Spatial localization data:
* * * * * * * * *
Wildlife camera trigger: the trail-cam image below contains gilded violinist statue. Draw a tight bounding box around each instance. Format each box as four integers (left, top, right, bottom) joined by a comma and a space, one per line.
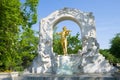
57, 26, 71, 55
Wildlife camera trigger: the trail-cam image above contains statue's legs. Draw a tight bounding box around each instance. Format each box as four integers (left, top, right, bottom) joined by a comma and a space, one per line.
61, 39, 67, 55
64, 39, 67, 55
61, 41, 64, 55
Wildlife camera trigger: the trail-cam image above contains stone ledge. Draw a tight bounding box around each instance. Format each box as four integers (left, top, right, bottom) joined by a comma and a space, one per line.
113, 72, 120, 77
0, 72, 19, 79
20, 73, 120, 80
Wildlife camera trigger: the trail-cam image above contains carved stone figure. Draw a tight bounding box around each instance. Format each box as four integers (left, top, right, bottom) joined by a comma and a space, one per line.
57, 26, 71, 55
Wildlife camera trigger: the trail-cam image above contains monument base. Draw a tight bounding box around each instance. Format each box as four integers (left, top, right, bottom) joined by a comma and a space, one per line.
30, 52, 118, 74
56, 53, 117, 74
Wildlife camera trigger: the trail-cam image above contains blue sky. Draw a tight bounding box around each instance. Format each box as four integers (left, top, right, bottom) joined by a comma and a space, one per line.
* * * * * * * * *
WHAT YOU ARE ASKED TO DO
An exact copy of all the lines above is required, with the pictures removed.

ANSWER BOX
Wildlife camera trigger: the trail-cam image below contains gilded violinist statue. Draw a tight bounding box around each instance. Format each box as four integers (left, top, right, bottom) joined by a comma and a space, one per line.
57, 26, 71, 55
Wildlife camera trigger: the trail-cam image above contains statue's legs. Draw a tight bounding box around each instance. Format each box as four integers (left, top, right, bottom) joined by a comma and a space, one per line.
61, 39, 67, 55
64, 39, 67, 55
61, 41, 64, 55
Wildlife camera trigger: the trail-cam image above contains stone ledge. Draw a tight bounding box around each instance. Format each box as four integers (left, top, right, bottom) joined by a comma and a space, one per line.
113, 72, 120, 77
0, 72, 19, 79
20, 73, 120, 80
Wildlife camera trigger: the trail-cam image above contains carved stone figure. Draw a tight bounding box around each instance. Format each box as four integers (left, top, right, bottom) joined by a comma and a space, one per line.
57, 26, 71, 55
Wildlife camera trigger: the trail-cam image above contains monument base. Draw a tight bounding box around each instance. Format each box as four integers (left, top, right, bottom) joined by a comma and a space, one per line.
30, 52, 118, 74
56, 53, 117, 74
Wildlife camera trigger: the trail-cam image above contains blue sky. Draw a tight bounding box around each instance. Format each box as four integers (left, top, right, bottom) joined by a comma and a space, one per line.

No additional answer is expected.